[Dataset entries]
■ ■ ■ ■ ■ ■ ■

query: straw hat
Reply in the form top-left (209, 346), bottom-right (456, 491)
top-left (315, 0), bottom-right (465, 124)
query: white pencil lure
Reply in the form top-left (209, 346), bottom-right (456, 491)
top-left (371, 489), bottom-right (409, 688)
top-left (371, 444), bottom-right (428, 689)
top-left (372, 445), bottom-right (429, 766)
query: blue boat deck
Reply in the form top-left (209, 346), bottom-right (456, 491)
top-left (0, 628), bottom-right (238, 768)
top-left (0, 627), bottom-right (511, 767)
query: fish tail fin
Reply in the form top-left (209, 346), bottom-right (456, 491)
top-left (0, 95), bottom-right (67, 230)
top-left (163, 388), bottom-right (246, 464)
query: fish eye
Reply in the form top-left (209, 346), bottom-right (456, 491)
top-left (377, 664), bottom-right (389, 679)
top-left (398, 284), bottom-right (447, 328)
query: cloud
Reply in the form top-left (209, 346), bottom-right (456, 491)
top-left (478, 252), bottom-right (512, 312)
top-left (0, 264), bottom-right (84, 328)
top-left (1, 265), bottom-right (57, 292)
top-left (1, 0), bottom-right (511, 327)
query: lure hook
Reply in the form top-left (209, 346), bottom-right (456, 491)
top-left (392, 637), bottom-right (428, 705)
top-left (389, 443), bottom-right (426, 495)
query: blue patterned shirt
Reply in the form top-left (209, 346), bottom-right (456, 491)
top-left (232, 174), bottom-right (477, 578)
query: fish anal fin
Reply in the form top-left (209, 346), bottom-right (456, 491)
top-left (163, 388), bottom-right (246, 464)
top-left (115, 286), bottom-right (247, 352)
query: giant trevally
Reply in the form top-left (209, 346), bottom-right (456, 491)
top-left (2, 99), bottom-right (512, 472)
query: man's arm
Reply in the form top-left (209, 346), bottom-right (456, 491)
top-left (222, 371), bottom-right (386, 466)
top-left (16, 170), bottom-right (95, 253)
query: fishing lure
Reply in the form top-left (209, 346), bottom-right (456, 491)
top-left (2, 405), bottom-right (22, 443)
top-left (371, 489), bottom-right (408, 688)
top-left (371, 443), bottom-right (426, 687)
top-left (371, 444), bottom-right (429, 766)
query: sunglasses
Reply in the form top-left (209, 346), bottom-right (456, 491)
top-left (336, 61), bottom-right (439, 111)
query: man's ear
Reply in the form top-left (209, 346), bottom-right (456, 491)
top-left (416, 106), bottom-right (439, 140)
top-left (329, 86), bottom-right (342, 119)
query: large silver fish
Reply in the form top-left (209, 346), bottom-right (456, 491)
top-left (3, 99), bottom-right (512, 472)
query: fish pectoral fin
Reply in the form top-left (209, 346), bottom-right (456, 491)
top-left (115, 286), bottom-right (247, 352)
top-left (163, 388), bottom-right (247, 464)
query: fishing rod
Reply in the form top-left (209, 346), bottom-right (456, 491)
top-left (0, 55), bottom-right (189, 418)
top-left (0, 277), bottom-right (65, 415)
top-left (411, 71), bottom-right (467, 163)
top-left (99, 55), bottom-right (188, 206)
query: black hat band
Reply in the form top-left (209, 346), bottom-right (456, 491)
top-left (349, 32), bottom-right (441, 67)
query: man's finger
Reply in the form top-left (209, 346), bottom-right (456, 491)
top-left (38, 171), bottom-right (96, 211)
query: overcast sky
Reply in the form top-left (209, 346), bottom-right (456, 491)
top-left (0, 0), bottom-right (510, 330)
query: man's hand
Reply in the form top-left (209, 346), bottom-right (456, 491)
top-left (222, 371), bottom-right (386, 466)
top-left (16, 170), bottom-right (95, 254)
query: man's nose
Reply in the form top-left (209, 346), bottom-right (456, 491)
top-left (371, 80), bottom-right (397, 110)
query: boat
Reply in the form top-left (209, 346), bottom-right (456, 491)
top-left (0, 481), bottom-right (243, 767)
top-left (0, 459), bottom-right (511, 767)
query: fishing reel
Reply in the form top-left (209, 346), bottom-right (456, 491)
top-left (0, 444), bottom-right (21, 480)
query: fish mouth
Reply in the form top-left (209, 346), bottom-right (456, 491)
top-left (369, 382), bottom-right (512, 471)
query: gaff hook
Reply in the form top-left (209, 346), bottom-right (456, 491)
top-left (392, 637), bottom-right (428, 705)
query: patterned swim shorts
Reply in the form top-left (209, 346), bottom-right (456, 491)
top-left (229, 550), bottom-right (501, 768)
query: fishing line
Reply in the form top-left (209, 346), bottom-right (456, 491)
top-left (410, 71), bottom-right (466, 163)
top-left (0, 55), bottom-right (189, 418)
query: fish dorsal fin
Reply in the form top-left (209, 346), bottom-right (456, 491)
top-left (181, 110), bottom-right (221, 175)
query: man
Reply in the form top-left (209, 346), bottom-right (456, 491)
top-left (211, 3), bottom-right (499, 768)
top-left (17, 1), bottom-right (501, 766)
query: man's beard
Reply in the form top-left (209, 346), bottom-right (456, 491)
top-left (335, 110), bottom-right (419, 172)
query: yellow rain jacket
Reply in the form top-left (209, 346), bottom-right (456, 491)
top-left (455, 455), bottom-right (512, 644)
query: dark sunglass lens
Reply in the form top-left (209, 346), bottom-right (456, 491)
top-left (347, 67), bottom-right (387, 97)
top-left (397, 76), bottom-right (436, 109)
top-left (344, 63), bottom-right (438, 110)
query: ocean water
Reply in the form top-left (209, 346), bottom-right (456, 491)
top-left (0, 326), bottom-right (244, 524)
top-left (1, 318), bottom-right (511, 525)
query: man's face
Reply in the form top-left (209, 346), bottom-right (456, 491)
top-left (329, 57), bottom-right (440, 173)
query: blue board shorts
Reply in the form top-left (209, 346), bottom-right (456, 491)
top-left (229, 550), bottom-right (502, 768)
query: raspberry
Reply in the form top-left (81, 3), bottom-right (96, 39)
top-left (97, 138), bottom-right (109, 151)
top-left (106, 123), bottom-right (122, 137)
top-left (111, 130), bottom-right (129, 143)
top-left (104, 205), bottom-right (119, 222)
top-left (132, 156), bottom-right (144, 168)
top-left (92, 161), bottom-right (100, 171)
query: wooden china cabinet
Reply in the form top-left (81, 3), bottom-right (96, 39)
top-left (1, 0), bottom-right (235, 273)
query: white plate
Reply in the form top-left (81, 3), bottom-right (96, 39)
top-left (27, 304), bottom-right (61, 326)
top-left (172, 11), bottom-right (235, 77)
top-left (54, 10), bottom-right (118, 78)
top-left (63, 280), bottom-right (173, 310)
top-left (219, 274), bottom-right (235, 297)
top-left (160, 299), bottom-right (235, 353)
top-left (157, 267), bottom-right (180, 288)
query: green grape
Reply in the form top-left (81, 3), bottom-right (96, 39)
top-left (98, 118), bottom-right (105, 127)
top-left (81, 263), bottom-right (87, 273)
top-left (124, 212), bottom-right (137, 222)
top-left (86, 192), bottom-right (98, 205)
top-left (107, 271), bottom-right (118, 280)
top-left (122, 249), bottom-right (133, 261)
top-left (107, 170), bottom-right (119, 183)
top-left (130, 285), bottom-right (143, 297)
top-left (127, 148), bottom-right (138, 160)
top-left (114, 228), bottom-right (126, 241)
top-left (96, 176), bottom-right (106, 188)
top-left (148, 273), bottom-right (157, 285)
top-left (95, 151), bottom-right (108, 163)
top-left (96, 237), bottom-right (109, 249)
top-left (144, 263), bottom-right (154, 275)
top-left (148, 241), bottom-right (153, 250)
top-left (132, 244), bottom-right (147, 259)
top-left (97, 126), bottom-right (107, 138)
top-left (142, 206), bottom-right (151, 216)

■ ■ ■ ■ ■ ■ ■

Precisely reproduce the lines of the entries, beginning at the first and ending at the one containing "query: white pencil lure". Add nothing.

query: straw hat
Reply in the form top-left (209, 346), bottom-right (456, 491)
top-left (315, 0), bottom-right (465, 124)
query: white pencil lure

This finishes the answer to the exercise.